### Exercise objective
Can you quote, word for word, the stretch of the data below from the line containing "notation: point(175, 102)." through the line containing "point(85, 54)", with both of those lines included?

### Given entries
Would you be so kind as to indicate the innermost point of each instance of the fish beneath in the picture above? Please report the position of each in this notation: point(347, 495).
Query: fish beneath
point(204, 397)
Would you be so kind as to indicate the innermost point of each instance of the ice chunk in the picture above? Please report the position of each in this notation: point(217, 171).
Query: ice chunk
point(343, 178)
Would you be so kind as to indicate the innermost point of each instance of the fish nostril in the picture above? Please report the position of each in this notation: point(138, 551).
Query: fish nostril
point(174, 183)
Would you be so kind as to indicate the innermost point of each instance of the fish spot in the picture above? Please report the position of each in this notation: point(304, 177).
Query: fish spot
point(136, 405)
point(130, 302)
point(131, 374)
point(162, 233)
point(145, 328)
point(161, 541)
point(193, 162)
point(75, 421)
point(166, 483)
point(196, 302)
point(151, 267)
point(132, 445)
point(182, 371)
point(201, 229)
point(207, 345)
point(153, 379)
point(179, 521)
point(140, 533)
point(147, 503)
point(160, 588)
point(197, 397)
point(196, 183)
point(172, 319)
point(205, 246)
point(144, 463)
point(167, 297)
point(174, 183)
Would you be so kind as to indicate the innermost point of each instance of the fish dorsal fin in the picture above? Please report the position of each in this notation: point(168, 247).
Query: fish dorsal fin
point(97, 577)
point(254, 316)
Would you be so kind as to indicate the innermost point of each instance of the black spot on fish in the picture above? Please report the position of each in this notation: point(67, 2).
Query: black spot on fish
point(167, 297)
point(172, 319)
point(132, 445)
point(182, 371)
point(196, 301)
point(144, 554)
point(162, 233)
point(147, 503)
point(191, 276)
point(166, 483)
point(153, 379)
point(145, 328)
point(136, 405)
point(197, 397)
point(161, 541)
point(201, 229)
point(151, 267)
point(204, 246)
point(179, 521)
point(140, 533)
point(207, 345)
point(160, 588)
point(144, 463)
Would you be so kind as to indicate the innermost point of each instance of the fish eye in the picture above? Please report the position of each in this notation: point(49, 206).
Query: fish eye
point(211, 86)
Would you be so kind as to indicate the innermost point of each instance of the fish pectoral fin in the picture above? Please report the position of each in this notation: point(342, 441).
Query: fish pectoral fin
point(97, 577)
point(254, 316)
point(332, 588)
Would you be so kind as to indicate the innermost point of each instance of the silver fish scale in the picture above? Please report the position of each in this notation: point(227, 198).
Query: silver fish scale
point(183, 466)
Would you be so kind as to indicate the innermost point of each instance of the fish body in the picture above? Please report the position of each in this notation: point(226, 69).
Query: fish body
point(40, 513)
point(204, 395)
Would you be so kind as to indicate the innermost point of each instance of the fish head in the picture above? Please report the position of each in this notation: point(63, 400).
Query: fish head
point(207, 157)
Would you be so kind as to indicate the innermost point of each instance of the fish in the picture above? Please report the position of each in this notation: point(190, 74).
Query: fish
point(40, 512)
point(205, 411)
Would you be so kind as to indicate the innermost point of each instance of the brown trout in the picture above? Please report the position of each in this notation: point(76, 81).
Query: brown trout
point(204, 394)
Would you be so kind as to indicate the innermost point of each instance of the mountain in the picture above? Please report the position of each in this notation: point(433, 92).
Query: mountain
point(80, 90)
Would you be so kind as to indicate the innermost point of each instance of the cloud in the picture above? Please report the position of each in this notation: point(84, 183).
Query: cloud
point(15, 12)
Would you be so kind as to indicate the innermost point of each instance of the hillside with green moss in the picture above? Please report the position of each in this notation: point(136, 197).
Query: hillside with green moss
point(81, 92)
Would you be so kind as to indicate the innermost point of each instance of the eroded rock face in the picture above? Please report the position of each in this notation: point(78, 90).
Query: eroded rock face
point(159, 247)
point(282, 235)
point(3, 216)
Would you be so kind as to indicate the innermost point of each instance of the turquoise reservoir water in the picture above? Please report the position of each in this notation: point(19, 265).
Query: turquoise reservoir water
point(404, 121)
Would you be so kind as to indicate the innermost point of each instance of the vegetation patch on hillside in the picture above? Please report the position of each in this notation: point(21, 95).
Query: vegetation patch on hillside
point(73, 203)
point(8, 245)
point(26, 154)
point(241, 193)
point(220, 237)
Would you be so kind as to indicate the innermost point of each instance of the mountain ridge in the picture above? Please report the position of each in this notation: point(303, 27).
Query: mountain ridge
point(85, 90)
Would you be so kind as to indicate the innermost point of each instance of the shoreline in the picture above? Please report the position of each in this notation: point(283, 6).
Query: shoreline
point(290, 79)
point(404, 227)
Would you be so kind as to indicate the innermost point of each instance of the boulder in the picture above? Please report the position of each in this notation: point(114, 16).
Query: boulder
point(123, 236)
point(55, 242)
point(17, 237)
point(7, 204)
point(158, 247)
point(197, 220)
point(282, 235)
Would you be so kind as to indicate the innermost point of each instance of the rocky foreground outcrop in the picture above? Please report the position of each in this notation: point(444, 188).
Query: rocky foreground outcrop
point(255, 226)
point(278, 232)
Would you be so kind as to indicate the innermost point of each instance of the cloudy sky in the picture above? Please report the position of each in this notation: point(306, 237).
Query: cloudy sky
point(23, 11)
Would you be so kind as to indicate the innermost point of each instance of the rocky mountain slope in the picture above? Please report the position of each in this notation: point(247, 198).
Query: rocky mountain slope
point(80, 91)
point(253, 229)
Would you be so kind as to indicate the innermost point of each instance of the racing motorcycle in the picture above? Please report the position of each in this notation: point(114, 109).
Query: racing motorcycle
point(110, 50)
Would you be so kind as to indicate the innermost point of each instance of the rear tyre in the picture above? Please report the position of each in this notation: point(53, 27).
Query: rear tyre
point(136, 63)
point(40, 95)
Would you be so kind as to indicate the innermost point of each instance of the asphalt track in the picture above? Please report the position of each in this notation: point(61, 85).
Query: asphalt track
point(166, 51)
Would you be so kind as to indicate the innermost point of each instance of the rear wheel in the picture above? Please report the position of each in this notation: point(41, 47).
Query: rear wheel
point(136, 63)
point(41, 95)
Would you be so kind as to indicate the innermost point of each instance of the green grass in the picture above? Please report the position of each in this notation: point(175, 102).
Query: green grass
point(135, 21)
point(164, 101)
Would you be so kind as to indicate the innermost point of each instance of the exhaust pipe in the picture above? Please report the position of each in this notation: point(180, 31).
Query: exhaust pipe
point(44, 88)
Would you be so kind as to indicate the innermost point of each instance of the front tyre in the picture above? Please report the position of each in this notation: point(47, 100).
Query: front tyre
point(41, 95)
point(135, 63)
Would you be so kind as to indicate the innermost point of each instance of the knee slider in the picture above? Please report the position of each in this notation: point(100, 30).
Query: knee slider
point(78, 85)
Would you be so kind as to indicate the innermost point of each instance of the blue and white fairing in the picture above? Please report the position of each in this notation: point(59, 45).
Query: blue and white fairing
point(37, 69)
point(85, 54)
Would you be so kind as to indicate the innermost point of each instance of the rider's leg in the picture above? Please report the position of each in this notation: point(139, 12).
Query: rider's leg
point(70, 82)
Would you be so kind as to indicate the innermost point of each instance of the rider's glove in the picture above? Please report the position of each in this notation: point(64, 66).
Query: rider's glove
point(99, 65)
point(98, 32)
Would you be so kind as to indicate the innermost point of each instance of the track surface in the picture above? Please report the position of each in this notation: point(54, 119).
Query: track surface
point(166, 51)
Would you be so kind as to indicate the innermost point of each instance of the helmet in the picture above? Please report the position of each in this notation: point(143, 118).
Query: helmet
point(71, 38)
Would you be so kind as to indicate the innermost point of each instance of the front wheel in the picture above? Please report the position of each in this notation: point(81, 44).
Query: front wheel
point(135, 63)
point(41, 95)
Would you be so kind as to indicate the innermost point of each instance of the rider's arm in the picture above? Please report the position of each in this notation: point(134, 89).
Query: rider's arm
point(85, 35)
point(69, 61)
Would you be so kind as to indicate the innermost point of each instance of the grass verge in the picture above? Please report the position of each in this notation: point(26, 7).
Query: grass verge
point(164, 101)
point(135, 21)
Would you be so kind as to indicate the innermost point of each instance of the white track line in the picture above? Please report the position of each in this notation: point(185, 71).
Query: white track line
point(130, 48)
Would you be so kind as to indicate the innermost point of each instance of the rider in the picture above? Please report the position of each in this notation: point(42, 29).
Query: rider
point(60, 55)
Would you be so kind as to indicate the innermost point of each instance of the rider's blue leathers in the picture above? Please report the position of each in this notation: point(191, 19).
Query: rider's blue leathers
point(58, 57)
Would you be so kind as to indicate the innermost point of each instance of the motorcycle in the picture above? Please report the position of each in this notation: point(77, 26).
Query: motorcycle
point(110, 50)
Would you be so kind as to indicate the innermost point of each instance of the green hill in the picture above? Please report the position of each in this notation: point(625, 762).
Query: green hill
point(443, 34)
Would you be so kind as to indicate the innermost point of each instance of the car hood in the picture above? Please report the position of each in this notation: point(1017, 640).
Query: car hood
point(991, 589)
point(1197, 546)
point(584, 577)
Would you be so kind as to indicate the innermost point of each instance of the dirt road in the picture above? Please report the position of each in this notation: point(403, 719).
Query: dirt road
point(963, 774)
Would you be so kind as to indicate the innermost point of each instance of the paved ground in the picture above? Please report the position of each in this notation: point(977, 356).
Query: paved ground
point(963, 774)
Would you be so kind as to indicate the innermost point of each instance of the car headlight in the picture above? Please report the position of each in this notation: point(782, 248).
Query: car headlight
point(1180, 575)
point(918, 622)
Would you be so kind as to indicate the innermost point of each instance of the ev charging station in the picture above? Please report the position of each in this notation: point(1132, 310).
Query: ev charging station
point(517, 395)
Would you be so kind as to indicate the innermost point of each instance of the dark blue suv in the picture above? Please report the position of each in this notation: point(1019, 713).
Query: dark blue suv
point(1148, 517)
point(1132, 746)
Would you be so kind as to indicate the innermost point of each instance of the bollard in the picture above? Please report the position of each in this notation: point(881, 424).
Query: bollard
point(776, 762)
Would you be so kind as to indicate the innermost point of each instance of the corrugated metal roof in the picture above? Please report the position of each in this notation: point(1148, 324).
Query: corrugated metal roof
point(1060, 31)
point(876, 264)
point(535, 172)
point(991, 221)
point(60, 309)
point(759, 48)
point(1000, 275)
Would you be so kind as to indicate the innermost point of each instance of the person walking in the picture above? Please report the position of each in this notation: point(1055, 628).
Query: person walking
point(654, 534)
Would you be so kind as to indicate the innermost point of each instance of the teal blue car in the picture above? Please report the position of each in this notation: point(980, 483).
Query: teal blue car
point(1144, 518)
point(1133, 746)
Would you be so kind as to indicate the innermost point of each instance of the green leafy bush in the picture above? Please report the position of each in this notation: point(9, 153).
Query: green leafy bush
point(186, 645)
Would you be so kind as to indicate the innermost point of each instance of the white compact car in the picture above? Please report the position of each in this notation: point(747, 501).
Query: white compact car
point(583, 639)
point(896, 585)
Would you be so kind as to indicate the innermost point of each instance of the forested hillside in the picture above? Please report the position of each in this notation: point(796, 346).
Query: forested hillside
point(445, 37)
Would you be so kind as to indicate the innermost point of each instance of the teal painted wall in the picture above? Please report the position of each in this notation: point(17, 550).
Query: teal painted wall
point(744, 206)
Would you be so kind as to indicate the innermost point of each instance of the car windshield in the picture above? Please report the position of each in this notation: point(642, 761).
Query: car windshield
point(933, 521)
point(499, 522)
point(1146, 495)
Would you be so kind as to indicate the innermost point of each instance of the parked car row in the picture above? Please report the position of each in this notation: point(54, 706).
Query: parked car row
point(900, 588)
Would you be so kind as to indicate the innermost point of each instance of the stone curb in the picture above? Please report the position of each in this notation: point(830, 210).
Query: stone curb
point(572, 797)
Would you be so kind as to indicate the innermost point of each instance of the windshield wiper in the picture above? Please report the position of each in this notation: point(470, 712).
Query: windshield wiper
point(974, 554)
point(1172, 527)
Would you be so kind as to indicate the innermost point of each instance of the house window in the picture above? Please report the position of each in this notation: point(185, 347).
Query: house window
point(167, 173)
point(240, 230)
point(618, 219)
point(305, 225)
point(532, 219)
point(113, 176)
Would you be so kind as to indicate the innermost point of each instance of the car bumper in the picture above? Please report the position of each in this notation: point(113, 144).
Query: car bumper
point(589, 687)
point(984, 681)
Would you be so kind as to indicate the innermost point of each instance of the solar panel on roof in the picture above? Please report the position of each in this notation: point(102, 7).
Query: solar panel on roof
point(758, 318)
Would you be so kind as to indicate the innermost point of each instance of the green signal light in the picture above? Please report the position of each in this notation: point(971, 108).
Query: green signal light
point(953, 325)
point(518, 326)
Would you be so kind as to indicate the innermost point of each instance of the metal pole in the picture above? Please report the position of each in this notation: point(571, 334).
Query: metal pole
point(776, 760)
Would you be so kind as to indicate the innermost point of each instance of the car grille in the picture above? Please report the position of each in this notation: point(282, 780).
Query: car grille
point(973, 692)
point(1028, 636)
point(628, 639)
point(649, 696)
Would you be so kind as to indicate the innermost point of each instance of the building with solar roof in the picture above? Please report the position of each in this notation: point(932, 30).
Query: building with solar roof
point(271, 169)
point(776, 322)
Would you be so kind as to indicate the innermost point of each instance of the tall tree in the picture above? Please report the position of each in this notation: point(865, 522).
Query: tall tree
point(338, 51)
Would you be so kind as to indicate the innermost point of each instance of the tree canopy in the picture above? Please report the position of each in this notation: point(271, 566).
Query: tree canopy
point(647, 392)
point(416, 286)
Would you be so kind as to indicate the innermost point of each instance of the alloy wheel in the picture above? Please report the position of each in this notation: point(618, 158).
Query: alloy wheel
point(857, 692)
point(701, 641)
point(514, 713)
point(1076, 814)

### Response
Would you be so kind as to indicate the innermost point of each instance of the green grass in the picture above? Please report the position of each in this notation: point(175, 102).
Query: green grass
point(135, 21)
point(164, 101)
Would you be so kind as to indicate the innermost point of each instance of the exhaust pipe in the picture above? Please report the position of each in this notation: point(180, 31).
Query: exhaust pipe
point(44, 88)
Would you be so kind as to indicate the innermost point of each instance of the front tyre in the picture above? Please report the position of each in this notation: point(47, 100).
Query: front tyre
point(41, 95)
point(135, 63)
Would you be so kind as to indicate the innermost point of each instance of the knee slider in the picture above? Please report the position of each in this notation: point(100, 30).
Query: knee slider
point(78, 85)
Would you be so kind as to indicate the innermost point of each instance of the blue and white fairing in the picture above? Please report the position of each in this notation: point(59, 45).
Query: blue and white fairing
point(37, 69)
point(85, 54)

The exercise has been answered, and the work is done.